• TEXT SECTION:
Tips for Summertime Skincare

Darrell Johnson

Posted on June 04 2018

Tips for Summertime Skincare

Here are some tips for summertime skincare.

Go Outside

It's good to get some fresh air.  Between going to work, running errands, taking care of children and family, and general exhaustion from doing all of the above, it's easy to forget and miss out on beautiful weather outside.  Make an effort to get outside, get some fresh air and time in the sun.

As a matter of fact, many people don't get enough sun. Vitamin D deficiency is a thing. Vitamin D is produced by the skin's response to UV radiation primarily through sun exposure, which affects 10 percent of the genes in the human body.  A healthy supply of vitamin D promotes bone growth and prevent illnesses such as breast and colon cancer, inflammation, multiple sclerosis, seasonal disorders, and depression.

However, be mindful of the sun

While you're outside getting some sun and fresh air, be mindful to get safe exposure to the sun and avoid overexposure.  Too much extended time in the sun can cause obvious things like sunburn, but over extended periods of time can have long-term affects on the body.  Overexposure to the sun contributes to the formation of wrinkles, dark spots, and reduced skin elasticity.

Sunscreen has been recommended by scientists for daily use to protect against sunburn and skin cancer, but be mindful of the types of sunscreen, and their pros and cons.

Mineral sunscreen

Titanium dioxide and zinc oxide are the two main protective ingredients in mineral sunscreen and are often referred to as physical barriers.  They work by absorbing into the surface layers of the skin and deflecting or scattering the sun’s harmful rays.

Mineral sunscreens are not as thin as chemical sunscreens, may leave a white film on the skin, and can be applied liberally.

Mineral sunscreens are considered safer than chemical sunscreens, but they do have things to consider. Some use ingredients that contain nano particles which are used to lighten or lessen the white film on the skin after applying sunscreen.  These can be absorbed into the skin and carry risks.  Some brands use ingredients specially designed to not use nanoparticles and are safer to use.

Chemical/synthetic sunscreen

30+ active protective ingredients, including oxybenzone, octinoxate, octisalate, and avobenzone are used in chemical sunscreens.  They are also absorbed into the skin and deflect/scatter the sun's rays, but they also convert UV rays into heat and “deactivate” them.

• Saved data entries:
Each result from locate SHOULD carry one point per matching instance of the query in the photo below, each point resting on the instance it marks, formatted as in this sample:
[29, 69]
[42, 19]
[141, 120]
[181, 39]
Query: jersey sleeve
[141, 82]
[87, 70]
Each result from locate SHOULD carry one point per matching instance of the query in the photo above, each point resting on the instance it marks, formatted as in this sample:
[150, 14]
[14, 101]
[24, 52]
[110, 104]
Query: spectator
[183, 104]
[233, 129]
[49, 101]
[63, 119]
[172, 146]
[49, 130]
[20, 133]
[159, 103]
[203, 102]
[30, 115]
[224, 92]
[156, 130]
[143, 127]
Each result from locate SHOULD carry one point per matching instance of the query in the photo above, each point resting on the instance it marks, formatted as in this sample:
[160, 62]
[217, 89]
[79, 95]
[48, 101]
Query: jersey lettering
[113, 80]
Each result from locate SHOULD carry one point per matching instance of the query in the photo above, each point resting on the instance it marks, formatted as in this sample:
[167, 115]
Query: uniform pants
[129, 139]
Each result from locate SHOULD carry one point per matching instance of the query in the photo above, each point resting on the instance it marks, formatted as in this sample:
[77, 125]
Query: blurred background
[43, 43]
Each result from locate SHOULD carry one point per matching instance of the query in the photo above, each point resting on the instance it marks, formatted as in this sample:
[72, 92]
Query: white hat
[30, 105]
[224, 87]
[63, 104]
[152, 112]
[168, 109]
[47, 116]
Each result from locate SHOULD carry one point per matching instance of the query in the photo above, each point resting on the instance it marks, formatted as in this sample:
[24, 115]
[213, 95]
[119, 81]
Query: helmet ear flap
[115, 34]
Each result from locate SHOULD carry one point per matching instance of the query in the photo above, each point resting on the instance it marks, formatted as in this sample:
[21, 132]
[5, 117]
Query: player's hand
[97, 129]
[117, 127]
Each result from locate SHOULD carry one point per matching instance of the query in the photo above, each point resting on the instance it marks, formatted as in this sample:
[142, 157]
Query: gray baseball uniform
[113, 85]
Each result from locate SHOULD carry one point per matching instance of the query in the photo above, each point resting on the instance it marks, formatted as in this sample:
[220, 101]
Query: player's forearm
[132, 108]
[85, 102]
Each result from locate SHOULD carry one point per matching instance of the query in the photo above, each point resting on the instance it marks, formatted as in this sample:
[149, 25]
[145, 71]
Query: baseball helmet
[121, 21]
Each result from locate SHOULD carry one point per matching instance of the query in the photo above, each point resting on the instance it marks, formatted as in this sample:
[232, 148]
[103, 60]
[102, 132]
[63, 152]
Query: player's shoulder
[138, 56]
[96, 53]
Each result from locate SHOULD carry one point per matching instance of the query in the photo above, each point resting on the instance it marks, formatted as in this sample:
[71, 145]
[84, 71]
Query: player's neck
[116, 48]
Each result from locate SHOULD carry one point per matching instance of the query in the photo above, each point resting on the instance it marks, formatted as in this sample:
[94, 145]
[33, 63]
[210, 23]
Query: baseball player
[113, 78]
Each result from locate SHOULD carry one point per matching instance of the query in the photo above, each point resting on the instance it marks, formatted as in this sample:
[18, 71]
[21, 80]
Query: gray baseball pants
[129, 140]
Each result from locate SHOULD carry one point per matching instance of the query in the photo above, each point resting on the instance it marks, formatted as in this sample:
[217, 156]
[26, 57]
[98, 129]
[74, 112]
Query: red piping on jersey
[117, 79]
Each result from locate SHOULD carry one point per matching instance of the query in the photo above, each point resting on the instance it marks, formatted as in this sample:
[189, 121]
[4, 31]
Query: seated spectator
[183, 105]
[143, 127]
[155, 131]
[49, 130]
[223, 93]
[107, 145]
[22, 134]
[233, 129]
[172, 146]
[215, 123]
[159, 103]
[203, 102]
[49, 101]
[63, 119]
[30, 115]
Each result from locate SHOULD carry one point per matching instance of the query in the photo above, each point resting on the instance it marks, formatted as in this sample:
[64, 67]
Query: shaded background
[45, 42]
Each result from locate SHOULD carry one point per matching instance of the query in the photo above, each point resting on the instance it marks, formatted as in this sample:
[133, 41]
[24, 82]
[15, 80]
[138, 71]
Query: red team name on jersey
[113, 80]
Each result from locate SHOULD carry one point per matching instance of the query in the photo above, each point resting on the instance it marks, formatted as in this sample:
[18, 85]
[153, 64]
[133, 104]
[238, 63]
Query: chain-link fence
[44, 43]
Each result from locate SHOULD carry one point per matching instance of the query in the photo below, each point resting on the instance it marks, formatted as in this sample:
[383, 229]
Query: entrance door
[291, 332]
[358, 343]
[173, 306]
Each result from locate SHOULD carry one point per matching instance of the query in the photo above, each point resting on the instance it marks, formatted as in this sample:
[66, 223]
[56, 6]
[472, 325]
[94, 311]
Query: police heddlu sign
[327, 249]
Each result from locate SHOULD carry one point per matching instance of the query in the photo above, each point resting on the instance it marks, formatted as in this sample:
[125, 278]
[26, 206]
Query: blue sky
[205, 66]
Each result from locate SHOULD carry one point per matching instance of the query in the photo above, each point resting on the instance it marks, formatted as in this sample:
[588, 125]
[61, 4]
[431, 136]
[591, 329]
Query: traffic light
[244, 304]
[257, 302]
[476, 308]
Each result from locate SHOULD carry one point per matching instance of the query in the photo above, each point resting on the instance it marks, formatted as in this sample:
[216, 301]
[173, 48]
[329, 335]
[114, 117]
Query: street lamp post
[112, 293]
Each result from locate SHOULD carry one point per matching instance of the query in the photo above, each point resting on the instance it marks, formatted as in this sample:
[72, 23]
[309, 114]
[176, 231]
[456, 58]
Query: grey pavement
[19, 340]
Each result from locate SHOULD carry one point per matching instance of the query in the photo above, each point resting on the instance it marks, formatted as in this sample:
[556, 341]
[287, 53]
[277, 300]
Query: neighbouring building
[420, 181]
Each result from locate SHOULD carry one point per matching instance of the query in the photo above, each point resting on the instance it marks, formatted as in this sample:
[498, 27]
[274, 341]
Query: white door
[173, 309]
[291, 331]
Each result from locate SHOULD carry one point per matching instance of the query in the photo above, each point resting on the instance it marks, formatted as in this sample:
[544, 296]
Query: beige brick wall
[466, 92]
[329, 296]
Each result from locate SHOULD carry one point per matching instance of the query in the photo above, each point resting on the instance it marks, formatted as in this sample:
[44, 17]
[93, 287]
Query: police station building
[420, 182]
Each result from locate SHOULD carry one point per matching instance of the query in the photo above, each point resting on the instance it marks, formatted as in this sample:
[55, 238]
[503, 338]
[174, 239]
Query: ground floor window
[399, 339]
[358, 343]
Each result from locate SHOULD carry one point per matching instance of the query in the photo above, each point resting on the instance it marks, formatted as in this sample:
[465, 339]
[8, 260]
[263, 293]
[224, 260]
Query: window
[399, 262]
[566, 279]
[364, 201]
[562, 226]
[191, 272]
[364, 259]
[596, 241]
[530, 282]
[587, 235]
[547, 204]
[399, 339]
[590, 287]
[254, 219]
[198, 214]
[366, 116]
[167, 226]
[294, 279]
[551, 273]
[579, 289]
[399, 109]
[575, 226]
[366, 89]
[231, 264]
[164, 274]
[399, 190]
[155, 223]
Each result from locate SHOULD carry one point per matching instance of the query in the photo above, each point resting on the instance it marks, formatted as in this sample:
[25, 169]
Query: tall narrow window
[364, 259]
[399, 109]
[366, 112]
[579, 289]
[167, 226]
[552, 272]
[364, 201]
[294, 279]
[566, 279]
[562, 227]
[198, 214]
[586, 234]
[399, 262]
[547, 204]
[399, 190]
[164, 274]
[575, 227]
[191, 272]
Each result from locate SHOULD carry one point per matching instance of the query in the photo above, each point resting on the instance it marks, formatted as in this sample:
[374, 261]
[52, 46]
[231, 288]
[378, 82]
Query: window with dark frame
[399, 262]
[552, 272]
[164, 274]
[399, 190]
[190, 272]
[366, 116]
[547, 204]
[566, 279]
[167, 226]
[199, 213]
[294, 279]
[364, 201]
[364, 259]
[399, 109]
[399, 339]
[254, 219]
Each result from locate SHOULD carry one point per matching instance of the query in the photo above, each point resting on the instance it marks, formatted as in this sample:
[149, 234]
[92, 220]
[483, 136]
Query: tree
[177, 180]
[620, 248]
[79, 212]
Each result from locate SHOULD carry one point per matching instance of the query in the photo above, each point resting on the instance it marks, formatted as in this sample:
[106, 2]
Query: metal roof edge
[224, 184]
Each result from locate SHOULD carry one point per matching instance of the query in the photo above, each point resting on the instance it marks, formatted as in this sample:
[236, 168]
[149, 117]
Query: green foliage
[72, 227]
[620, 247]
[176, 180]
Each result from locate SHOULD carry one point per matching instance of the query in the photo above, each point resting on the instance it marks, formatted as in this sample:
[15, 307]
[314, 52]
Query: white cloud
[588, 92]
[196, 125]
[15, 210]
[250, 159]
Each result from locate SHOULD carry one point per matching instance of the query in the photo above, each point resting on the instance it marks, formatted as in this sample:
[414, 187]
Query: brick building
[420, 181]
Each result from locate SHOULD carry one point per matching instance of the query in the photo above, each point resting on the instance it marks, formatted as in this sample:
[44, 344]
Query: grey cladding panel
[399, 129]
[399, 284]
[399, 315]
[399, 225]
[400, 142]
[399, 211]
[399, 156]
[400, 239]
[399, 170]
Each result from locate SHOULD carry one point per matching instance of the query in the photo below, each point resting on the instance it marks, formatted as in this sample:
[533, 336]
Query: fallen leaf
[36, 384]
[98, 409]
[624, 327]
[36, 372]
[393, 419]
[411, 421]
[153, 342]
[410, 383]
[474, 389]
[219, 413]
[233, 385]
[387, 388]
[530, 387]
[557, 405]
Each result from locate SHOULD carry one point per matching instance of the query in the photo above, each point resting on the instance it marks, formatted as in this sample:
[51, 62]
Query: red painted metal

• TASK INSTRUCTIONS:
Can you carry on the summertime skincare post, picking up right after its last sentence, which ends "and “deactivate” them."?

• RESULT BELOW:
These sunscreens have a thinner consistency, they're sometimes water-resistant, sometimes can be applied in spray form, and don't turn milky-looking when you get wet or sweaty.

One of the main cons of chemical sunscreens is the chemicals commonly used are endocrine disruptors, estrogenic and may interfere with thyroid and other hormone processes in the body.  The most common sunscreen chemical, Oxybenzone, was found in 96% of the population by a recent study by the Center for Disease Control and Prevention. This is especially alarming since oxybenzone is considered an endocrine disruptor, can reduce sperm count in men and may contribute to endometriosis in women.

Another thing to consider with sunscreen is that they hinder the production of Vitamin D in the skin, which misses one of the main benefits of the sun.  For this reason consider also the following.

    Shade and Protective Clothing

    The easiest and safest way to avoid sun damage is to stay in the shade, wear a hat or long sleeves. Long sleeves in the summer might sound weird, but there are clothes that use light, breathable, or airy material that are not as heavy to wear and let your skin get some air from the occasional breeze.

    Additionally use sunglasses that protect against UVA and UVB sun rays.

    Stay Hydrated, Eat the Right Foods

    Eating the right foods can do just as much for you as what you put on the outside of your body.  Foods you should eat include healthy sources of saturated fats and monounsaturated fats (nuts, avocado), foods rich in omega-3s (fish, etc.), lots of leafy greens, fresh fruit, and water.  These foods provide the proper building blocks for healthy skin and reduce inflammation of the skin.

    Conversely, avoid excess sugar, processed foods, processed oils, fried foods, and processed grains.  Not only do they contain saturated or trans fats, they can increase inflammation in the body.

    And if you sweat a lot in the summer...

    If you sweat a lot in the summer like I do, African Black Soap is great for this time of year. It's extremely well suited for removing dirt from the skin and cleaning clogged pores.  The best thing is after you've finished washing and rinsing away the suds, your skin can breathe and you get a nice refreshed cooldown fee afterwards.

    Stay hydrated and stay cool this summer!